Convert the material between the lines holding "of the salad" and "x=140, y=53", inclusive, into a two-column CSV with the headers instruction and answer. Write one row per instruction and its answer, with each value in a single quoted field and line breaks replaced by spaces.

····················

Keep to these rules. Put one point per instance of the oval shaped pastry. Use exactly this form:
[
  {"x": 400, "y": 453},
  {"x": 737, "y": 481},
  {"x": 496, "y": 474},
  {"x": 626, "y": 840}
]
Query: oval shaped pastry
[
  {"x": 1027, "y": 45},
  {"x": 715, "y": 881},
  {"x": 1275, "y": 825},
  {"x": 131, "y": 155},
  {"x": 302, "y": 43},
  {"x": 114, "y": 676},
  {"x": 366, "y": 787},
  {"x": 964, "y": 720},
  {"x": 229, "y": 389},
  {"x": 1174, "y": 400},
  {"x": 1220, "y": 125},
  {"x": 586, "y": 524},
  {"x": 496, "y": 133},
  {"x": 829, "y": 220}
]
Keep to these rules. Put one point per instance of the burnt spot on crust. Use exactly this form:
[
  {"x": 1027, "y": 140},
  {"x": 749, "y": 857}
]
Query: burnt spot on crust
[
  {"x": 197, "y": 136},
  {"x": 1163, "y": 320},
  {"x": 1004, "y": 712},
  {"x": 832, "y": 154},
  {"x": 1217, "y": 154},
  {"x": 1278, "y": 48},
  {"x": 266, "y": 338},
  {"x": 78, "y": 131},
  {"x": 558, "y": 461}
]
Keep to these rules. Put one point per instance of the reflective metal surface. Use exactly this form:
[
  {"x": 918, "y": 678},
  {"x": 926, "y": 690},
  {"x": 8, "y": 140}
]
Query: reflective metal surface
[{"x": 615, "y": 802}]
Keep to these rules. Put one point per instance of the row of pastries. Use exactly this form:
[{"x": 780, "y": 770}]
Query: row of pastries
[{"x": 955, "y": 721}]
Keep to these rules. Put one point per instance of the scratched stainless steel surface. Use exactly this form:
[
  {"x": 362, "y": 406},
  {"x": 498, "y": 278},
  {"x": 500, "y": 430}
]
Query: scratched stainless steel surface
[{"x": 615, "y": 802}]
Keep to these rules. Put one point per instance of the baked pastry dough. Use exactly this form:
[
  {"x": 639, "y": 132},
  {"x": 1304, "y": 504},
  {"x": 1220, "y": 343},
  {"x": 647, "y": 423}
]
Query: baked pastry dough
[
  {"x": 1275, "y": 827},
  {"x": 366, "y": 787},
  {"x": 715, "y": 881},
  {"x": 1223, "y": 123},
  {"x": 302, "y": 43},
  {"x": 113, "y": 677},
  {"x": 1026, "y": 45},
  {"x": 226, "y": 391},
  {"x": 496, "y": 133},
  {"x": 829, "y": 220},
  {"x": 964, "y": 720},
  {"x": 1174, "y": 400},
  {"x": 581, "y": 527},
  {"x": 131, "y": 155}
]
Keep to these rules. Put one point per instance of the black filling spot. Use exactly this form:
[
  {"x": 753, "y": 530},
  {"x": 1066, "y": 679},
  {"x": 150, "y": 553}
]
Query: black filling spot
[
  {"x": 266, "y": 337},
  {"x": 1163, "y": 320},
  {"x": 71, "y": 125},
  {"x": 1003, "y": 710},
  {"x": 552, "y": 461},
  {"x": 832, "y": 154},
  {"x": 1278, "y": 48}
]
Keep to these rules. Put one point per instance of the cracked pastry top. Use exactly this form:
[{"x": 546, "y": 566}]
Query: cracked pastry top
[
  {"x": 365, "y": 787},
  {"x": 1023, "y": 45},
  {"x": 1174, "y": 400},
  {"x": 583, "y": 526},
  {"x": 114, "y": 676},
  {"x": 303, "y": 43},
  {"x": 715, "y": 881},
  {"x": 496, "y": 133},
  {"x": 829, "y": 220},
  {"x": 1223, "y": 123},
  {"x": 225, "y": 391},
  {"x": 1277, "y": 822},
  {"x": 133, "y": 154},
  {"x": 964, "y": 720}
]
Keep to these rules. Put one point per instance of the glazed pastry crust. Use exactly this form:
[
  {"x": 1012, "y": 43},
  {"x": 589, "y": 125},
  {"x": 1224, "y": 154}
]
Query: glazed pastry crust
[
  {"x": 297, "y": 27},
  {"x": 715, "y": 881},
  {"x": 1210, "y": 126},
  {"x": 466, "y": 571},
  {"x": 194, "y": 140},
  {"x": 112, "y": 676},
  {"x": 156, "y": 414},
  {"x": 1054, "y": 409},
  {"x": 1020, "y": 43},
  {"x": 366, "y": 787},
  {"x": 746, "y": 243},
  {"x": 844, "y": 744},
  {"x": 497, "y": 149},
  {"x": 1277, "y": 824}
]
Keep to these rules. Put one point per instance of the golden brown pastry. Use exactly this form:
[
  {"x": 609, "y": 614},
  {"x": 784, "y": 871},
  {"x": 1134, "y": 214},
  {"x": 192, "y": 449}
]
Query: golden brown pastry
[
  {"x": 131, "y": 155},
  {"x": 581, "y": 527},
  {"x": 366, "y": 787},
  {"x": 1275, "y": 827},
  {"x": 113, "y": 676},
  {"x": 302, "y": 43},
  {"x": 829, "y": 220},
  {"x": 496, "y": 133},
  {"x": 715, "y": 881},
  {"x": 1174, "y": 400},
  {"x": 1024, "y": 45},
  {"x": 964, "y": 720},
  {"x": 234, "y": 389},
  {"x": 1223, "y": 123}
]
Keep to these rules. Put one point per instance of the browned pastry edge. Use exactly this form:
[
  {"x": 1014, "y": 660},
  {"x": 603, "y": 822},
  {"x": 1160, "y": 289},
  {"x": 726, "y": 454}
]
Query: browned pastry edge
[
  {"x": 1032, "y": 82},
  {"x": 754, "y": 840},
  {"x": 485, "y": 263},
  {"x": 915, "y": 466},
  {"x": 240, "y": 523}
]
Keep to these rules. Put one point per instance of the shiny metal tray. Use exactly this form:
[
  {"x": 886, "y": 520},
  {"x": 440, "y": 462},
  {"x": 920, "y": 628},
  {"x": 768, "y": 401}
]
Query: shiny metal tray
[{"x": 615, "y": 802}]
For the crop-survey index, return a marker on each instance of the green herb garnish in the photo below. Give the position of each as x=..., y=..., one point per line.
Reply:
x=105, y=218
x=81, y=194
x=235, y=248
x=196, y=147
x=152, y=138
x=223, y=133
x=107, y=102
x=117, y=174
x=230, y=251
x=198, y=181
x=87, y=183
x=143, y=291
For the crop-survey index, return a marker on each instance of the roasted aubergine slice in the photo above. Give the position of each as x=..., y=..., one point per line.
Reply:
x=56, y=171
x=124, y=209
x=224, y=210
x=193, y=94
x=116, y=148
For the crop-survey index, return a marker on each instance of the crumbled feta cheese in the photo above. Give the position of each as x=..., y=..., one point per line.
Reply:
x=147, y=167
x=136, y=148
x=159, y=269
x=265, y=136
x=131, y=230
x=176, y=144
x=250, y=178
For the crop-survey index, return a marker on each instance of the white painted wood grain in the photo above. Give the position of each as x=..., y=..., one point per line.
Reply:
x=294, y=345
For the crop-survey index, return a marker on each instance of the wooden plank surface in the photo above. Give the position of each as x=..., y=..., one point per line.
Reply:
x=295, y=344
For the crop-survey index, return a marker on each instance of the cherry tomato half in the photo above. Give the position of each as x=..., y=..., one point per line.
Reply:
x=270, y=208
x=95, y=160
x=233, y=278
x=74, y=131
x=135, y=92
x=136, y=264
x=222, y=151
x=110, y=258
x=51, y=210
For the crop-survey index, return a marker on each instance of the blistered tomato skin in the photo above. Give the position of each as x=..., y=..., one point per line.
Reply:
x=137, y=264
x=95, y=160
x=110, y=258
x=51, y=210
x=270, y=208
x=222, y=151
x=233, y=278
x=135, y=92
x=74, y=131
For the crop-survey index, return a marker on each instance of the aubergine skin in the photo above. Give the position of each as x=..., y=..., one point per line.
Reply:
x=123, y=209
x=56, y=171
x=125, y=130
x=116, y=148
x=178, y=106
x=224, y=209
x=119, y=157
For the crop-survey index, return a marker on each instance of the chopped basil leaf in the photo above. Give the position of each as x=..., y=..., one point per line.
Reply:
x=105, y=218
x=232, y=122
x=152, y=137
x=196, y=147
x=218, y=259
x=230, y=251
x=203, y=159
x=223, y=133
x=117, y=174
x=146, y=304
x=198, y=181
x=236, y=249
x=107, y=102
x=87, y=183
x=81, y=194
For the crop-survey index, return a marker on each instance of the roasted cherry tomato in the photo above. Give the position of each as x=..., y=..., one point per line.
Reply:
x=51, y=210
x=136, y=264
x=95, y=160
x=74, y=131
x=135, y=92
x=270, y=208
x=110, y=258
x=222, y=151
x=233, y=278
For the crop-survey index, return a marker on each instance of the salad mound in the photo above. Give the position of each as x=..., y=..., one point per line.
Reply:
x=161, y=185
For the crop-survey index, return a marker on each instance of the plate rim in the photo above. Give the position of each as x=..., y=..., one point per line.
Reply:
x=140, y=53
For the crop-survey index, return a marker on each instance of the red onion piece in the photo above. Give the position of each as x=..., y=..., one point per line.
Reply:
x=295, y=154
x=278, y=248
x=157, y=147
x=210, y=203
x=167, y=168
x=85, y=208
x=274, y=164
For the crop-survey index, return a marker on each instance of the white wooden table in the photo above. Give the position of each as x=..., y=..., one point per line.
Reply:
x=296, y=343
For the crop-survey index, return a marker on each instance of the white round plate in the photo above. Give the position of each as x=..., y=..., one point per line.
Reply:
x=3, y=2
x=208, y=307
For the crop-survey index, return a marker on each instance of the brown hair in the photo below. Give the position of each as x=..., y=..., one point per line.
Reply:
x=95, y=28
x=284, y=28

····················

Final answer:
instruction,answer
"For the crop-survey index, return a marker on each instance of the salad mound in the photo above. Give the position of each as x=..., y=..., one point per line. Reply:","x=161, y=185"
"For the crop-survey index, return a marker on each instance of the plate rim in the photo above. Give the position of each as x=..., y=..., one point per line. Reply:","x=140, y=53"